───── QUOTED PASSAGE
Friday, April 27, 2012

Tale of a book.


This is a tale of a book, it doesn’t matter what it’s called. It was my second published book, had a short run for library distribution and then began to gather dust. This book was always a favourite of mine. It still is.
            With electronic publishing coming into its own, I got the rights back to the book, and placed it with a publisher who republishes out-of-print novels. The file had been through several computer conversions, first on floppy disks, (remember those?) compact disks, and one of those flashdrive thingies that I’ve just learned how to use. They’ve been filed as Claris, Appleworks, and whatever I’ve got now, Microsoft word, I think. I loved my Macs, all four of them. Steam Mac - Power Mac – see through IMAC  in flashy red - Skinny G Mac, and my latest, the apple of my eye, the big, bold and beautiful Mac the knife! Doc X and RTF come into it somewhere - all very confusing.
            My latest Mac has word 2008, with all its bells and whistles, and an inbuilt feature that munches the words off my old files. How did I discover the cannibalistic nature of Mac the knife? Easy. It has a handy little twiddly bit at the bottom of the file that busily counts words, adds and subtracts, and tells you what your numbers are worth from second-to-second, like an enthusiastic gnome of Zurich. A quick glance and I was informed that my original 100,000 file had shrunk to a mere 70,000 in its travels.
──────────
───── INFORMATION PROVIDED
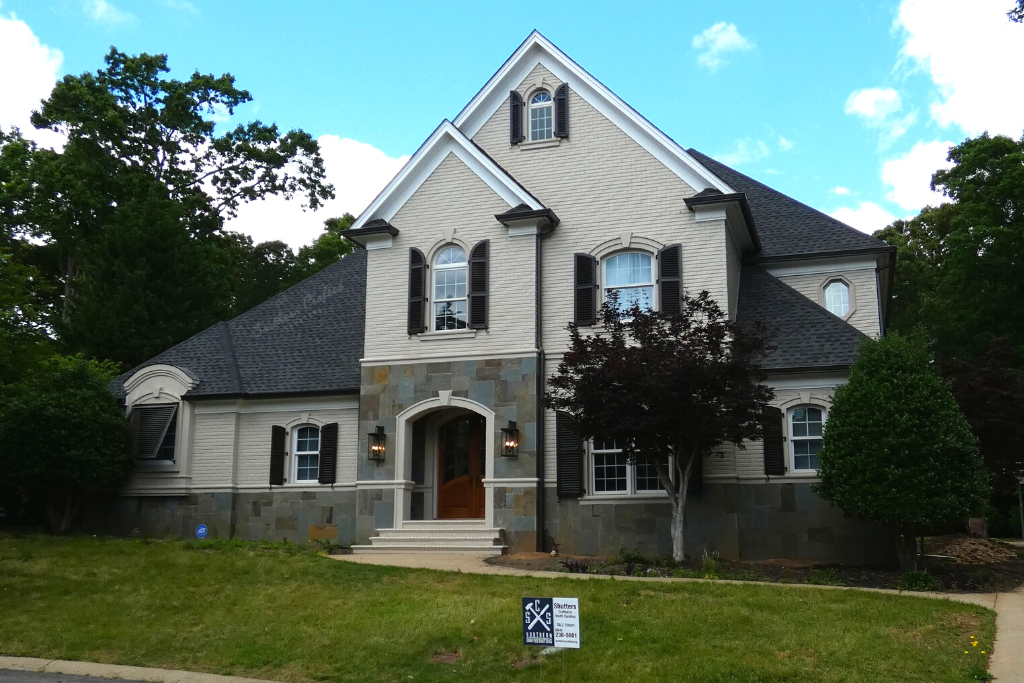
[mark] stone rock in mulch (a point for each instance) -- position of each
(967, 550)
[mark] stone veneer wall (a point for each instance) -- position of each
(508, 386)
(740, 521)
(272, 515)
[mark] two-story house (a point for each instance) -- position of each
(394, 400)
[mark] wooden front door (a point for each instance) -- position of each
(461, 468)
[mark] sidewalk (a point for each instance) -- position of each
(1006, 663)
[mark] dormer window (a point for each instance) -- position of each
(541, 118)
(450, 289)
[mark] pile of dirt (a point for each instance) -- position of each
(970, 550)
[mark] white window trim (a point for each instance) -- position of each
(434, 269)
(653, 275)
(850, 289)
(529, 115)
(296, 453)
(790, 449)
(631, 492)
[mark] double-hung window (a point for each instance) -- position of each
(631, 275)
(806, 425)
(306, 454)
(612, 473)
(450, 289)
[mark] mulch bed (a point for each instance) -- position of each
(957, 563)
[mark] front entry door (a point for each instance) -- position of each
(461, 468)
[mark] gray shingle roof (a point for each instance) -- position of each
(308, 339)
(806, 336)
(787, 227)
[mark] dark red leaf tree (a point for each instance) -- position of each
(671, 388)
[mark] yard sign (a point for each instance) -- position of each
(551, 622)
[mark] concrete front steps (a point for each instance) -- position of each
(437, 536)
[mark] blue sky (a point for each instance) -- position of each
(848, 107)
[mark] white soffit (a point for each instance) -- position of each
(444, 140)
(538, 49)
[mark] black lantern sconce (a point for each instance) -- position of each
(510, 440)
(375, 444)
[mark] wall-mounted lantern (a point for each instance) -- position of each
(375, 443)
(510, 440)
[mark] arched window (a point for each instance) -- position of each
(450, 289)
(306, 454)
(631, 274)
(838, 298)
(806, 423)
(540, 116)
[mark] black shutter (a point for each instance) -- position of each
(695, 484)
(771, 421)
(562, 111)
(585, 282)
(278, 436)
(568, 457)
(146, 429)
(670, 279)
(417, 291)
(515, 118)
(478, 286)
(329, 453)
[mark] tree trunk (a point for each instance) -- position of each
(60, 511)
(906, 549)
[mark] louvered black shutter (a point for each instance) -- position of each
(329, 453)
(478, 266)
(562, 111)
(670, 279)
(146, 429)
(417, 287)
(695, 484)
(585, 281)
(515, 118)
(278, 436)
(771, 421)
(568, 457)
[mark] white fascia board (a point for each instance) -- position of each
(445, 139)
(538, 49)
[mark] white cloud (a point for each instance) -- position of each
(717, 41)
(745, 152)
(103, 12)
(909, 176)
(972, 52)
(357, 170)
(880, 109)
(32, 81)
(867, 217)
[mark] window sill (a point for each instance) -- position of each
(438, 335)
(540, 144)
(607, 499)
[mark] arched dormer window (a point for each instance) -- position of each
(305, 454)
(541, 118)
(450, 289)
(806, 428)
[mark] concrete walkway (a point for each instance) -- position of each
(1006, 662)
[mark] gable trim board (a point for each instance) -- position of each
(538, 49)
(445, 139)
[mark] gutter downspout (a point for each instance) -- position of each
(541, 530)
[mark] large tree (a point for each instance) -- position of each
(897, 450)
(670, 388)
(137, 198)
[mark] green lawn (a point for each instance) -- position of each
(269, 611)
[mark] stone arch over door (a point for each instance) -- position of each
(403, 451)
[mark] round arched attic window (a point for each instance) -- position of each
(838, 298)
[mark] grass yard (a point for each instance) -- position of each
(278, 612)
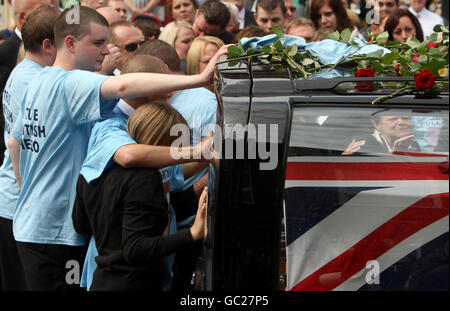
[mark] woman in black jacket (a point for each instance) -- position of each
(127, 212)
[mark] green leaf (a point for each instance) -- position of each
(413, 43)
(435, 52)
(241, 49)
(307, 61)
(433, 37)
(382, 37)
(292, 50)
(375, 54)
(233, 63)
(266, 49)
(423, 48)
(422, 59)
(277, 44)
(440, 28)
(252, 51)
(345, 35)
(334, 36)
(377, 67)
(389, 57)
(277, 30)
(233, 51)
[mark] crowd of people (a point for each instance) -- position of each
(88, 103)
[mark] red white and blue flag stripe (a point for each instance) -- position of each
(343, 212)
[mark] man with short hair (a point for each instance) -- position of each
(380, 10)
(109, 13)
(40, 51)
(426, 18)
(290, 12)
(57, 114)
(93, 4)
(211, 19)
(120, 7)
(270, 13)
(302, 27)
(10, 47)
(127, 37)
(245, 16)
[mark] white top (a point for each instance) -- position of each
(427, 20)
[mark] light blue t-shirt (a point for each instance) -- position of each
(55, 124)
(107, 137)
(12, 97)
(199, 108)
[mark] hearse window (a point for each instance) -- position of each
(372, 215)
(332, 131)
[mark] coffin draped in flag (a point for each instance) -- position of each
(367, 222)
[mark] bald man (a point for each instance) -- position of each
(10, 48)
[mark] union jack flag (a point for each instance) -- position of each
(343, 212)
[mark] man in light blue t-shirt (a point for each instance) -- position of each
(38, 39)
(60, 107)
(108, 140)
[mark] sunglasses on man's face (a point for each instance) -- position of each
(131, 47)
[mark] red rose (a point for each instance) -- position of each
(424, 80)
(365, 86)
(397, 69)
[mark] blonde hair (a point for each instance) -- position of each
(170, 31)
(150, 124)
(301, 21)
(196, 51)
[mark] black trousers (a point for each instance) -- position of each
(185, 204)
(11, 272)
(51, 267)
──────────
WHAT TO DO –
A: Find each line in the entries that contains the word "leaf", and copy those lines out in full.
B: Continue the post about the shrinking book file from the point where it stops.

RESPONSES BY TASK –
A:
[mark] dark red leaf tree (a point for each instance) -- position of each
[mark] green leaf (a point for each instance) -- position of each

B:
            Bookworms! That was my first facetious thought, quickly dispelled because everyone knows the gentle bookworm - although able to devour words in by the dozen, doesn’t keep them after they’ve been digested.  My second thought was a surprised, good gracious! (Oh shit! actually) I’ve been robbed!                          Then I remembered that Mac has a veritable zoo inside it, with leopards, tigers and a paw print called growl, so it wasn’t fair to blame the worm.”
            I’d promised the publisher to flick through the book over last weekend in case it needed a couple of spellings corrected. Hah! famous last words. I’ve just spent a week revising it. There were random sink holes everywhere, in the dialogue, the narrative, single words, paragraphs, whole pages.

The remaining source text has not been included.